TEXTE À LIRE:
M. Alain Perea, rapporteur pour avis. Lorsqu’une commune décide de quitter un EPCI, il n’est pas nécessaire d’avoir l’avis d’une instance élargie comme la chambre des territoires sur cette décision. Je suis donc défavorable à votre amendement.

La Commission rejette l’amendement.

Elle est ensuite saisie de l’amendement CD1 de M. Jean-Luc Fugit.

M. Jean-Luc Fugit. L’article 11 impose la rédaction d'un document précisant les impacts financiers de la modification du périmètre d’un EPCI, par extension ou par réduction ; il propose que ce document soit mis en ligne sur le site internet des EPCI et des communes concernées, lorsque ces derniers existent.

Notre amendement vise à ce que les citoyens soient également informés des éléments contenus dans ce document, directement au sein des locaux des EPCI ou de leur commune. Je sais que l’on va m’opposer qu’il faut réduire la quantité de papier utilisé, mais peut-être les communes et les EPCI pourraient-ils commencer par imprimer moins de magazines locaux pour penser davantage aux personnes qui n'ont pas accès à internet et qui sont encore un certain nombre.

M. Alain Perea, rapporteur pour avis. D’un point de vue strictement juridique, on peut considérer que cet amendement est satisfait par le fait que le public dispose dans chaque mairie d’un point de consultation par ordinateur, grâce auquel il a accès aux documents.

EXERCICE ÉCRIT: Rédigez la suite du compte rendu de commission sur les EPCI, en reprenant juste après sa dernière phrase. Les données qui suivent n'ont aucun lien avec le compte rendu.

Entrées de la collection:
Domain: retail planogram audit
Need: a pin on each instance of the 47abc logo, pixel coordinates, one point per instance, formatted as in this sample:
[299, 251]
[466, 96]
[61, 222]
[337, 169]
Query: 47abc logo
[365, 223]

---

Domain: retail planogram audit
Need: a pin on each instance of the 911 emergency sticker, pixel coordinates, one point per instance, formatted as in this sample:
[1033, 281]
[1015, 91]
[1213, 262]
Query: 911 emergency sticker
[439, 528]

RÉPONSE PROPOSÉE:
Ensuite, tel qu’il est rédigé, cet amendement pose problème, car il n’est pas précisé pendant combien de temps les documents doivent être consultables en version papier, ce qui ouvre la porte à des recours.

Cela étant, l’accès de tous à internet est un vrai débat, mais je ne suis pas sûr que des documents consultables en mairie soient plus consultés que sur internet, et votre proposition ne va pas dans le sens d’une simplification du travail des élus. Avis défavorable.

M. Jean-Luc Fugit. Le rapporteur pour avis m’a plus ou moins convaincu et, par souci de simplification, je vais retirer mon amendement. Je répète tout de même que, dans leur entreprise de numérisation, les services publics ont tendance à oublier certaines personnes, ce qui pose un vrai problème. Nous parlons d’engagement de proximité, et il ne faudrait pas les laisser sur le bord de la route.

L’amendement est retiré.

La Commission émet un avis favorable à l’adoption de l’article 11 modifié.

Article 20 bis
(titre II [nouveau] du livre Ier de la première partie du code général des collectivités territoriales, section 6 du chapitre II du titre III du livre Ier et art. L. 14321 du code de l’urbanisme)
Création de la conférence de dialogue
entre les collectivités territoriales et l'État

La Commission examine les amendements CD41 du rapporteur pour avis et CD32 de M. Paul-André Colombani.

M. Alain Perea, rapporteur pour avis. L’article 20 bis ajouté par le Sénat poursuit un double objectif. En créant, à l’échelle départementale, une structure présidée par le préfet, il entend, d’une part, mettre en place un organe susceptible de répondre aux interrogations des élus locaux sur l’application de la loi, notamment en matière d’urbanisme, et, d’autre part, installer sur le terrain une sorte de relais susceptible de nous aider dans l’évaluation de la mise en œuvre concrète des lois que nous votons.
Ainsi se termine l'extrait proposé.